## TASK GOAL
Copy out every line from the records that includes "gothic".

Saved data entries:

# # #

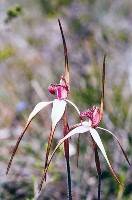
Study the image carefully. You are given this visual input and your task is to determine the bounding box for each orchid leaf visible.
[6,101,52,175]
[97,127,131,166]
[58,19,69,85]
[90,128,121,184]
[100,54,106,120]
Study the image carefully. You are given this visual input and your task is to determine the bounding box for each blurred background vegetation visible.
[0,0,132,199]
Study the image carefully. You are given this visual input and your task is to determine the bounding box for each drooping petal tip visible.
[90,127,121,184]
[6,101,52,175]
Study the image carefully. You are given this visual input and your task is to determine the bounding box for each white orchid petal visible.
[90,128,121,184]
[42,121,90,177]
[90,128,110,166]
[60,121,90,141]
[51,99,67,129]
[6,101,53,175]
[66,99,80,115]
[28,101,53,123]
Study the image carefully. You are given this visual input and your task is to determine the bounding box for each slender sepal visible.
[66,99,80,115]
[100,54,106,120]
[6,101,52,175]
[58,19,69,85]
[45,100,66,173]
[97,127,131,166]
[39,99,66,191]
[90,128,121,184]
[51,99,67,129]
[44,128,55,181]
[28,101,53,122]
[40,121,90,181]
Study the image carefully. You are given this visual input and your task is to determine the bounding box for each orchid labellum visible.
[6,20,79,198]
[43,55,130,199]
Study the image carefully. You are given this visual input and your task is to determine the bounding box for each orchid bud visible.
[48,84,56,95]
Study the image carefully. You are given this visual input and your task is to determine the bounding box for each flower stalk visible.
[63,110,72,200]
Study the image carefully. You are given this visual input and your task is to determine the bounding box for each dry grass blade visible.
[58,19,69,84]
[100,54,106,119]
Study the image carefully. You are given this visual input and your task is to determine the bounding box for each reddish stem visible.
[63,110,72,200]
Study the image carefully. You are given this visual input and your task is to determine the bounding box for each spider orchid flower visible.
[43,55,130,188]
[6,20,80,195]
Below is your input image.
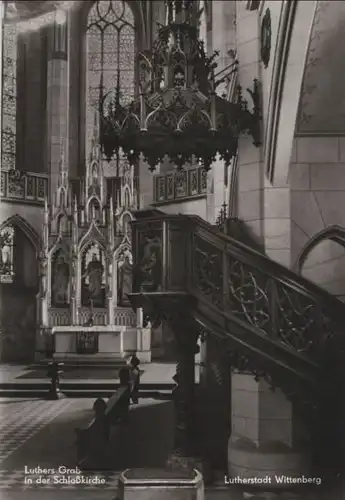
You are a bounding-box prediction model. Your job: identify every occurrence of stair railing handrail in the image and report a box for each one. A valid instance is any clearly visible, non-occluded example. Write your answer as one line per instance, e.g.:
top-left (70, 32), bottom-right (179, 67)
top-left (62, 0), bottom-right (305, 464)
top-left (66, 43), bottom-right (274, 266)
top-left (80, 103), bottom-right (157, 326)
top-left (131, 211), bottom-right (345, 317)
top-left (186, 213), bottom-right (345, 317)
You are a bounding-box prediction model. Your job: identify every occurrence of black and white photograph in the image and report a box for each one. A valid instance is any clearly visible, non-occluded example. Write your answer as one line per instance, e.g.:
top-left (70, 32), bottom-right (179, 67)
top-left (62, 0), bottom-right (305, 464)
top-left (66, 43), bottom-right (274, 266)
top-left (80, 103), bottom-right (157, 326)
top-left (0, 1), bottom-right (344, 499)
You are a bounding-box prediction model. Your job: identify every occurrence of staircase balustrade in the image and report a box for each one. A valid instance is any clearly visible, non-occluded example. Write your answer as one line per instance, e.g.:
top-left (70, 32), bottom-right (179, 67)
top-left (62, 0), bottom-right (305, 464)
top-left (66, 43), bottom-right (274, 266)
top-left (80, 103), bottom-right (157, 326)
top-left (131, 211), bottom-right (345, 389)
top-left (130, 210), bottom-right (345, 472)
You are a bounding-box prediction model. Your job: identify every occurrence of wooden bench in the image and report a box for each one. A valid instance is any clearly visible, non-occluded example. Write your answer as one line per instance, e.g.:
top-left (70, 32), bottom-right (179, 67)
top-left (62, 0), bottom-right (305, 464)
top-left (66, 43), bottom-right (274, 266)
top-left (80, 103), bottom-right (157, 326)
top-left (75, 378), bottom-right (130, 469)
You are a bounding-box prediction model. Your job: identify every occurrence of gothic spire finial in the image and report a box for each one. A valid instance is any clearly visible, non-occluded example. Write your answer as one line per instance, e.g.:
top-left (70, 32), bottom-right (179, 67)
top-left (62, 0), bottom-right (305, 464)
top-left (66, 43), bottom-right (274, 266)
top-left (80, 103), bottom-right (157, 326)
top-left (165, 0), bottom-right (196, 25)
top-left (90, 107), bottom-right (101, 161)
top-left (58, 138), bottom-right (68, 187)
top-left (44, 196), bottom-right (49, 224)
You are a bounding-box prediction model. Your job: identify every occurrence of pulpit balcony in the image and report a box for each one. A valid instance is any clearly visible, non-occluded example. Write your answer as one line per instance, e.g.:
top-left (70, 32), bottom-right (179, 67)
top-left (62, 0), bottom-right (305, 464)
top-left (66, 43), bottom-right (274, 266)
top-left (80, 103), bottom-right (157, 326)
top-left (131, 213), bottom-right (191, 297)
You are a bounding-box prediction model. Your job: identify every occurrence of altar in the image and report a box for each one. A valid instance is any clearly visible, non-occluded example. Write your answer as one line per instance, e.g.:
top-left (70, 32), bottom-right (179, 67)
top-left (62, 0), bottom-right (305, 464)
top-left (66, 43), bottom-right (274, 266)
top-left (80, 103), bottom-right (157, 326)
top-left (36, 125), bottom-right (152, 364)
top-left (52, 324), bottom-right (151, 362)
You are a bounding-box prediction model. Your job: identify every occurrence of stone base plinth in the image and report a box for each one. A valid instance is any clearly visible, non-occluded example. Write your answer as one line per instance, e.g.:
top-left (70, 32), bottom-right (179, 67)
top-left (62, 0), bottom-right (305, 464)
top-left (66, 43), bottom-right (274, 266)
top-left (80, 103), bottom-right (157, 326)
top-left (228, 372), bottom-right (312, 488)
top-left (116, 468), bottom-right (204, 500)
top-left (228, 438), bottom-right (311, 488)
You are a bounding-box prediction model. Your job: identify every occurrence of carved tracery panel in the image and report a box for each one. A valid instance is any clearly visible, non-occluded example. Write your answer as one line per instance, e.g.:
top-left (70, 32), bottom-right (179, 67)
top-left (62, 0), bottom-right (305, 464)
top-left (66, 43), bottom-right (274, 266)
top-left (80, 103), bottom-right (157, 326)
top-left (1, 20), bottom-right (17, 171)
top-left (85, 0), bottom-right (135, 167)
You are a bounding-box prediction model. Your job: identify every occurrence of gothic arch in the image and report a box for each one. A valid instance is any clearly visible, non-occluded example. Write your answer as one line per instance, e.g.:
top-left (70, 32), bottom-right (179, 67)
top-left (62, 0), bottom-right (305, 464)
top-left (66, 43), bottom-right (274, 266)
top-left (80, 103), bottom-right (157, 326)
top-left (0, 214), bottom-right (39, 362)
top-left (86, 195), bottom-right (102, 211)
top-left (79, 234), bottom-right (106, 255)
top-left (49, 233), bottom-right (69, 258)
top-left (69, 0), bottom-right (147, 170)
top-left (296, 225), bottom-right (345, 273)
top-left (76, 1), bottom-right (146, 41)
top-left (295, 2), bottom-right (345, 135)
top-left (0, 214), bottom-right (40, 253)
top-left (114, 234), bottom-right (132, 260)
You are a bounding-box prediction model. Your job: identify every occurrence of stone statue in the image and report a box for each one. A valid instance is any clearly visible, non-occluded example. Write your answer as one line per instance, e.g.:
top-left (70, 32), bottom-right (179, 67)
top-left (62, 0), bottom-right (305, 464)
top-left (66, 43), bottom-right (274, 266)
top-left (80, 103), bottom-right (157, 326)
top-left (0, 227), bottom-right (14, 279)
top-left (82, 253), bottom-right (104, 303)
top-left (52, 255), bottom-right (70, 306)
top-left (1, 242), bottom-right (11, 273)
top-left (117, 250), bottom-right (133, 306)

# # #

## OUTPUT FOR THIS EXERCISE
You are a bounding-box prediction model. Your job: identify every occurrence of gothic spire finial in the image and report a box for each one. A valid instance is any clearly visible, non-occluded example. Write your answer as one line per instance, e.g.:
You are a bounding-box prediction model. Your job: identify every occurrence of gothic arch in the image and report a box for each one. A valid instance is any clearly visible, non-occluded example. Write your answer as one line per instance, e.g.:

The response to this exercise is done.